*WHAT IS REQUIRED*:
Quote all of the material below word for word, leaving out the pictures.

[Begin DATA RECORDS]

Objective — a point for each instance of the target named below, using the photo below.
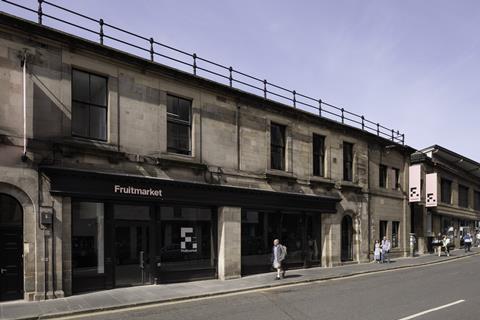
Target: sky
(410, 65)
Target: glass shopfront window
(88, 250)
(185, 243)
(299, 231)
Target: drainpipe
(24, 66)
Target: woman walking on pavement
(386, 246)
(278, 256)
(377, 252)
(467, 242)
(445, 243)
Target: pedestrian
(377, 252)
(467, 242)
(438, 244)
(386, 246)
(445, 243)
(279, 252)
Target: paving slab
(149, 294)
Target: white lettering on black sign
(149, 192)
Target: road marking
(97, 313)
(432, 310)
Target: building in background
(136, 173)
(451, 204)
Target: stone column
(229, 242)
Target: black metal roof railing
(148, 48)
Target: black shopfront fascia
(111, 189)
(102, 185)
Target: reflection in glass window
(185, 241)
(277, 146)
(88, 238)
(179, 125)
(89, 105)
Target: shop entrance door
(11, 249)
(132, 245)
(347, 239)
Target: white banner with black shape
(414, 182)
(431, 188)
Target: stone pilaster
(229, 242)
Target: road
(444, 291)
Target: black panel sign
(101, 185)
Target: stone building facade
(137, 173)
(457, 209)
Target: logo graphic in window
(188, 240)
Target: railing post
(101, 30)
(40, 11)
(194, 64)
(265, 89)
(152, 53)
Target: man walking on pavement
(278, 256)
(386, 246)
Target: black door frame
(346, 239)
(16, 228)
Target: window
(396, 182)
(446, 191)
(277, 146)
(476, 204)
(347, 161)
(185, 242)
(88, 247)
(179, 125)
(383, 229)
(89, 105)
(383, 176)
(318, 155)
(395, 233)
(462, 196)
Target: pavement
(123, 298)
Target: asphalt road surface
(444, 291)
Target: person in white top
(386, 246)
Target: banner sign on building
(414, 183)
(431, 190)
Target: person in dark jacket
(467, 242)
(279, 252)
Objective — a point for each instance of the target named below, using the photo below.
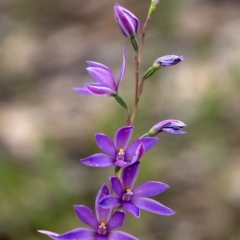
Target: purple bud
(127, 21)
(170, 126)
(168, 60)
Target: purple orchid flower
(127, 21)
(135, 199)
(102, 224)
(106, 85)
(170, 126)
(118, 152)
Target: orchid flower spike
(134, 199)
(165, 61)
(128, 23)
(105, 85)
(102, 224)
(118, 153)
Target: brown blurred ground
(45, 128)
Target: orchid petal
(116, 220)
(136, 156)
(132, 148)
(110, 202)
(153, 206)
(122, 137)
(122, 164)
(103, 76)
(105, 144)
(149, 142)
(149, 189)
(100, 90)
(130, 207)
(98, 65)
(82, 91)
(119, 235)
(98, 160)
(86, 215)
(103, 215)
(122, 71)
(116, 186)
(129, 175)
(78, 234)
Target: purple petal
(50, 234)
(130, 207)
(110, 202)
(149, 142)
(129, 176)
(100, 90)
(103, 76)
(105, 144)
(116, 186)
(78, 234)
(98, 160)
(122, 137)
(138, 154)
(98, 65)
(101, 237)
(119, 235)
(149, 189)
(116, 220)
(122, 71)
(122, 164)
(86, 215)
(103, 215)
(82, 91)
(132, 148)
(153, 206)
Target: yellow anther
(121, 150)
(102, 224)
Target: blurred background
(45, 127)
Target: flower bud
(165, 61)
(127, 21)
(170, 126)
(168, 60)
(153, 7)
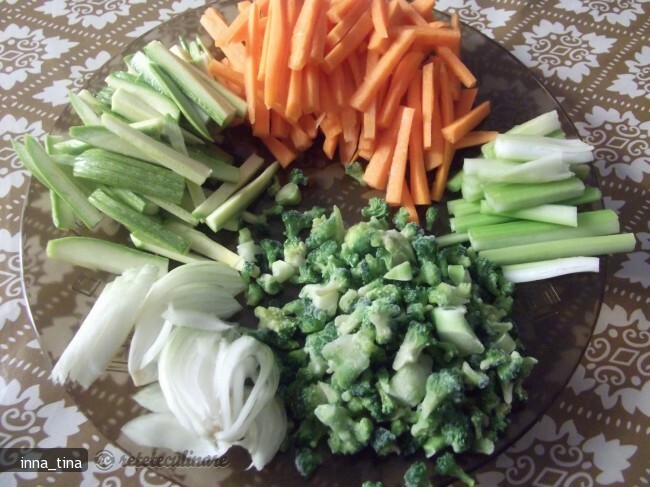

[End DATA RECORDS]

*PROBLEM SOLUTION*:
Objective — a point for each instance of the target named below, using the photo below.
Target: sky
(410, 65)
Target: glass shopfront window
(88, 250)
(185, 243)
(299, 231)
Target: drainpipe
(24, 66)
Target: woman walking on pavement
(386, 246)
(278, 256)
(377, 252)
(467, 242)
(445, 243)
Target: pedestrian
(377, 252)
(467, 242)
(438, 244)
(386, 246)
(445, 243)
(279, 252)
Target: paving slab
(149, 294)
Target: white lettering on black sign
(149, 192)
Target: road marking
(97, 313)
(432, 310)
Target: building in background
(136, 173)
(451, 204)
Target: stone column
(229, 242)
Target: black metal roof railing
(148, 48)
Target: black shopfront fascia
(111, 189)
(102, 185)
Target: reflection in glass window
(185, 241)
(277, 146)
(88, 238)
(179, 125)
(89, 105)
Target: shop entrance door
(11, 249)
(132, 245)
(347, 239)
Target: white banner with black shape
(414, 182)
(431, 188)
Target: stone pilaster
(229, 242)
Target: road
(444, 291)
Target: black panel sign
(101, 185)
Target: stone building facade
(137, 173)
(457, 209)
Target: logo graphic in window
(188, 240)
Target: railing post
(101, 30)
(40, 11)
(194, 64)
(265, 89)
(152, 53)
Target: man walking on pavement
(278, 256)
(386, 246)
Target: black door frame
(346, 239)
(16, 228)
Target: window
(396, 182)
(446, 191)
(277, 146)
(476, 204)
(347, 161)
(185, 242)
(88, 247)
(179, 125)
(383, 229)
(89, 105)
(383, 176)
(318, 155)
(395, 233)
(462, 196)
Target: pavement
(123, 298)
Target: asphalt road surface
(444, 291)
Target: person in white top
(386, 246)
Target: banner sign on building
(414, 183)
(431, 190)
Target: person in dark jacket
(467, 242)
(279, 252)
Objective — a point for each instance of the target named below, using the photo below.
Target: purple bud
(127, 21)
(170, 126)
(168, 60)
Target: purple orchid flower
(127, 21)
(135, 199)
(102, 224)
(106, 85)
(170, 126)
(118, 152)
Target: orchid flower spike
(134, 199)
(165, 61)
(128, 23)
(105, 85)
(102, 224)
(118, 153)
Target: brown blurred ground
(45, 128)
Target: orchid petal
(116, 220)
(136, 156)
(132, 148)
(110, 202)
(153, 206)
(122, 137)
(122, 164)
(103, 76)
(105, 144)
(149, 142)
(149, 189)
(100, 90)
(130, 207)
(98, 65)
(82, 91)
(119, 235)
(98, 160)
(86, 215)
(103, 215)
(122, 71)
(116, 186)
(129, 175)
(78, 234)
Target: purple petal
(50, 234)
(130, 207)
(110, 202)
(149, 142)
(129, 176)
(100, 90)
(103, 76)
(105, 144)
(116, 186)
(78, 234)
(98, 160)
(122, 137)
(138, 154)
(98, 65)
(101, 237)
(119, 235)
(149, 189)
(116, 220)
(122, 71)
(122, 164)
(86, 215)
(103, 215)
(82, 91)
(132, 148)
(153, 206)
Target: yellow anther
(121, 150)
(102, 224)
Target: blurred background
(45, 127)
Target: flower bud
(165, 61)
(127, 21)
(170, 126)
(168, 60)
(153, 7)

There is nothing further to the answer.